Write out, word for word, only the lines from the one with "Target: man in white t-shirt" to the end of the data below.

┌─ Material provided

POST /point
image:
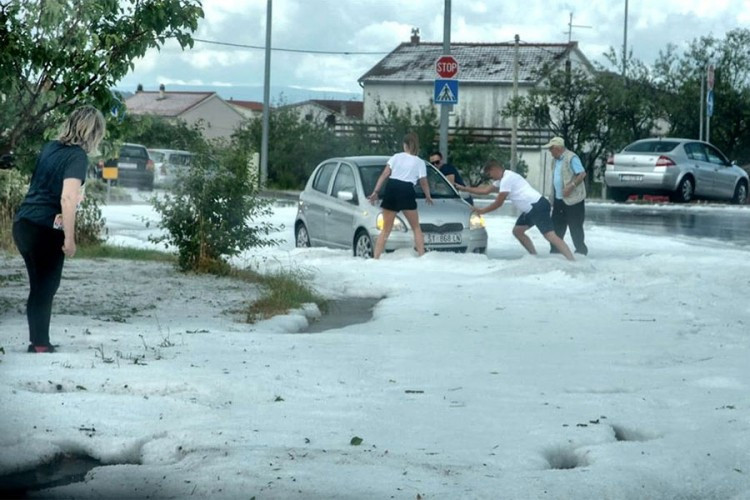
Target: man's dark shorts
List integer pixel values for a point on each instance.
(538, 216)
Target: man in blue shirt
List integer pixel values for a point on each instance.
(569, 194)
(449, 171)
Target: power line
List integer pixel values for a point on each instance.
(299, 51)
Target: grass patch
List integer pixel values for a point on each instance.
(285, 290)
(104, 251)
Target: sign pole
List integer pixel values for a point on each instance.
(444, 108)
(266, 101)
(709, 100)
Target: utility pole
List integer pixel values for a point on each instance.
(701, 99)
(514, 126)
(625, 42)
(444, 108)
(266, 101)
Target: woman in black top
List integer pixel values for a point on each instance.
(44, 226)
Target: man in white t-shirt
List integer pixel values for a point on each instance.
(534, 207)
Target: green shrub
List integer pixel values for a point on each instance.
(211, 212)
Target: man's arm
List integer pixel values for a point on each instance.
(494, 205)
(486, 189)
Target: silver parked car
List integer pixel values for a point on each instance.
(682, 168)
(334, 211)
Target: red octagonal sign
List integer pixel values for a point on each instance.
(446, 66)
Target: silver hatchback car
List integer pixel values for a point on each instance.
(682, 168)
(334, 211)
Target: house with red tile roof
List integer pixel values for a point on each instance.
(218, 118)
(406, 77)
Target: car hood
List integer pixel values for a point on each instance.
(443, 211)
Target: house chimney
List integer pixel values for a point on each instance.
(415, 36)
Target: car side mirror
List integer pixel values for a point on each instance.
(347, 196)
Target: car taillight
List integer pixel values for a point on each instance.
(665, 161)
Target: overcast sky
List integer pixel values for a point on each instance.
(380, 25)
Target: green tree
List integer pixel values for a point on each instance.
(58, 54)
(679, 77)
(211, 213)
(571, 105)
(295, 146)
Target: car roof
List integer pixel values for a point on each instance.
(363, 161)
(160, 150)
(671, 139)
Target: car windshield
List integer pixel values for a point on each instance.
(439, 187)
(157, 156)
(652, 147)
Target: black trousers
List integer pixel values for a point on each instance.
(571, 217)
(41, 249)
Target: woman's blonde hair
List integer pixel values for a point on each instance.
(411, 141)
(84, 127)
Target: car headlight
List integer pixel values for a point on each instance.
(398, 224)
(476, 221)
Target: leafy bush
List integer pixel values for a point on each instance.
(209, 214)
(89, 220)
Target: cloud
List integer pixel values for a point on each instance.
(380, 25)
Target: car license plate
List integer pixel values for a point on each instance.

└─

**Response area**
Target: man in white t-shirt
List integer pixel values for a point on each instance.
(534, 207)
Target: green shrub
List integer pixel values for a point on each instance.
(211, 212)
Target: man's arm
List integer pixel values for a point on each instance.
(494, 205)
(486, 189)
Target: silver parked car
List integer pixel values for a point on each instance.
(682, 168)
(334, 211)
Target: red octagonal sign
List integer pixel values for a point on each instance.
(446, 66)
Target: silver hatchback car
List integer pixel values for a point on each instance.
(682, 168)
(334, 211)
Target: house with red tile roof
List integer pixel values for a point on each instance.
(218, 118)
(406, 77)
Target: car hood
List integer pixel values for a point on each instance.
(443, 211)
Target: house chimney
List integer pixel values for a point on each instance.
(415, 36)
Target: car side mirror
List integer pixel values for a point on each instance.
(347, 196)
Target: car taillight
List integer pixel values for a point on each instance.
(665, 161)
Target: overcast sky
List integer pixel values for a point on each instance.
(380, 25)
Target: green tree
List integer pixel values for a point on each instance.
(58, 54)
(679, 77)
(211, 213)
(571, 105)
(295, 146)
Target: car roof
List integer pixel values for a point on each instance.
(363, 161)
(160, 150)
(671, 139)
Target: car windshield
List integer pixel values for a point on each instance.
(439, 187)
(157, 156)
(652, 147)
Target: black trousers
List integer pixel values for a point on each instance.
(571, 217)
(41, 249)
Target: woman's blonde hair
List integer pixel values for a point on each instance.
(411, 141)
(84, 127)
Target: car headlight
List integer pixel values for a point on each instance.
(398, 224)
(476, 221)
Target: leafy bush
List integer pixel values for a point on each instance.
(209, 214)
(89, 220)
Target: cloud
List integer pixel values for a point on each instance.
(380, 25)
Target: car license plate
List integer pixel values for a point on each instance.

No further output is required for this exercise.